• **Task instructions**:
Return every line of the records below word for word, leaving out the pictures.
───── Records for this exercise ─────
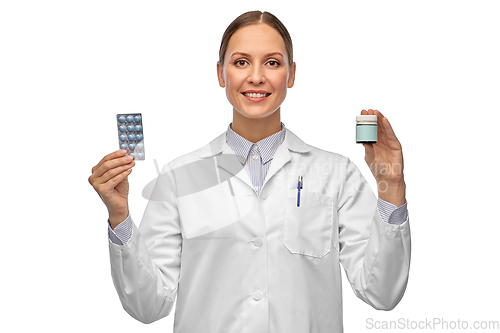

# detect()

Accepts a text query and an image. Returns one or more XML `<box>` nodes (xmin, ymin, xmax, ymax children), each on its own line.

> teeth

<box><xmin>245</xmin><ymin>93</ymin><xmax>267</xmax><ymax>98</ymax></box>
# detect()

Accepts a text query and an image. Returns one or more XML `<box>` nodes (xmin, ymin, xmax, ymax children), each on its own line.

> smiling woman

<box><xmin>89</xmin><ymin>11</ymin><xmax>410</xmax><ymax>333</ymax></box>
─────
• **Response to the task**:
# detect()

Accepts a text query and an image. Returns one or more XML `<box>` nodes (xmin, ymin, xmax, ymax children), each on its own line.

> teeth

<box><xmin>245</xmin><ymin>93</ymin><xmax>267</xmax><ymax>98</ymax></box>
# detect()

Accepts a text query and an image. Returns one or more XML `<box>` nodes (xmin, ymin, xmax, ymax children), each on its own line.

> smiling woman

<box><xmin>89</xmin><ymin>11</ymin><xmax>410</xmax><ymax>333</ymax></box>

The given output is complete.